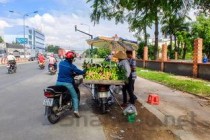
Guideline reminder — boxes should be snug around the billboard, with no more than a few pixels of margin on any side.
[16,38,28,44]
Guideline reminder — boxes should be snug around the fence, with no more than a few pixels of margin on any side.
[136,39,210,80]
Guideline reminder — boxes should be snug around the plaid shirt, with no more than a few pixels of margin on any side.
[128,58,137,79]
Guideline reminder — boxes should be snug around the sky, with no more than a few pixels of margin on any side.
[0,0,136,50]
[0,0,195,50]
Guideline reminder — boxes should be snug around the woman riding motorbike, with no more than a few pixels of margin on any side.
[56,51,86,118]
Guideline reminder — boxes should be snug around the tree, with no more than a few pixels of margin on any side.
[87,0,191,59]
[0,36,4,43]
[97,47,111,58]
[192,14,210,58]
[47,45,60,54]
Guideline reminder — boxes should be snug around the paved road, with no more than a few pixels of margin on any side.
[0,61,105,140]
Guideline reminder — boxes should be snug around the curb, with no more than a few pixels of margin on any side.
[138,98,198,140]
[0,61,37,67]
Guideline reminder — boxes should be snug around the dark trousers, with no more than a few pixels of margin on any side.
[48,63,57,70]
[122,77,135,104]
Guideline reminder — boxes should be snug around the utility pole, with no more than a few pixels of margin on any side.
[75,25,93,63]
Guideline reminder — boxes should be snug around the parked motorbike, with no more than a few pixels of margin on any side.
[43,77,82,124]
[49,64,57,75]
[7,62,17,74]
[39,63,45,70]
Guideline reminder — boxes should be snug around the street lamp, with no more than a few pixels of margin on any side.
[80,23,92,57]
[74,24,93,63]
[9,11,38,58]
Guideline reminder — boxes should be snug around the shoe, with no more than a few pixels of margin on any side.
[120,103,127,108]
[74,111,80,118]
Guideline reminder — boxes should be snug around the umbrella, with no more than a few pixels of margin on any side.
[87,35,138,51]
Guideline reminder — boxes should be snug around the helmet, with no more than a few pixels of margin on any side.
[65,51,75,59]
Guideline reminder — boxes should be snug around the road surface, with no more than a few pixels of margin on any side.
[0,60,105,140]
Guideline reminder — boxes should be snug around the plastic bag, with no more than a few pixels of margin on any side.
[123,104,138,115]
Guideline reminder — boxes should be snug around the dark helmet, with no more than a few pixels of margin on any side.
[65,51,76,59]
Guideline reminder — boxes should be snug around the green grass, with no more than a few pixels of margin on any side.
[137,68,210,97]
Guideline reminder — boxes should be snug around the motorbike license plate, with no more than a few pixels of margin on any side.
[43,98,53,106]
[98,92,108,98]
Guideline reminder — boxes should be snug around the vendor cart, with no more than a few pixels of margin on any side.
[83,79,125,114]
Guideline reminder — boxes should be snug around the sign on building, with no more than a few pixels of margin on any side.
[16,38,28,44]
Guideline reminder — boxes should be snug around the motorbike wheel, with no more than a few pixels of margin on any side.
[47,107,60,124]
[100,99,106,114]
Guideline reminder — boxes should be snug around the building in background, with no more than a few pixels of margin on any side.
[3,26,45,53]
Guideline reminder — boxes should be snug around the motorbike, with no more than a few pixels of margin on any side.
[43,76,82,124]
[39,63,45,70]
[49,64,57,75]
[7,62,17,74]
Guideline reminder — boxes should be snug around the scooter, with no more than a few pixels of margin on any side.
[7,62,17,74]
[39,63,45,70]
[43,77,82,124]
[49,64,57,75]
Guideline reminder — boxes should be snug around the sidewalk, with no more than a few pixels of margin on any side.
[135,77,210,140]
[0,58,33,67]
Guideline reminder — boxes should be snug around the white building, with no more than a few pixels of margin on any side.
[3,26,45,52]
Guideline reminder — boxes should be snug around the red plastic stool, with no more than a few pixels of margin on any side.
[147,94,160,105]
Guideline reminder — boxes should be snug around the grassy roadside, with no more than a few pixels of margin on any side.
[137,68,210,97]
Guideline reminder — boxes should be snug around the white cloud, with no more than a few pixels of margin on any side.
[0,0,10,3]
[1,13,134,50]
[0,20,10,35]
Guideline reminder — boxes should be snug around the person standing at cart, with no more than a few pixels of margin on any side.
[114,51,135,107]
[126,50,137,100]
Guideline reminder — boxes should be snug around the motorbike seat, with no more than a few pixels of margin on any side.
[46,85,69,94]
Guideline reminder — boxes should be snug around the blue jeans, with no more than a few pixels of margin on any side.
[56,82,79,111]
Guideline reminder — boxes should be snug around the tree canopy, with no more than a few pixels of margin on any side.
[46,45,60,54]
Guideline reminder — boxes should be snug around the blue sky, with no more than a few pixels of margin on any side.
[0,0,197,49]
[0,0,139,49]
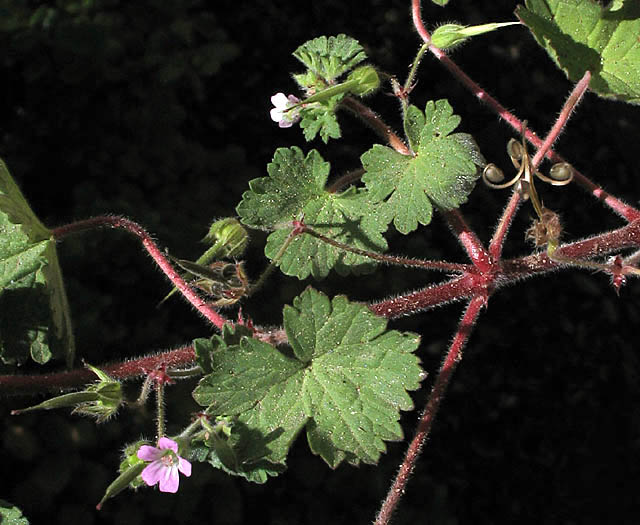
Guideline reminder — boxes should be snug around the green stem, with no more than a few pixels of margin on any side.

#### O problema:
Repita fielmente as linhas desde o início até a linha que contém "[136,39,210,80]", com as duas extremidades incluídas. Não coloque as imagens na resposta.

#### Resposta completa:
Guideline reminder — boxes should be snug around the billboard, with no more than a few pixels of margin on any side.
[16,38,28,44]
Guideline reminder — boxes should be snug around the fence, with no more than a few pixels of margin on any side.
[136,39,210,80]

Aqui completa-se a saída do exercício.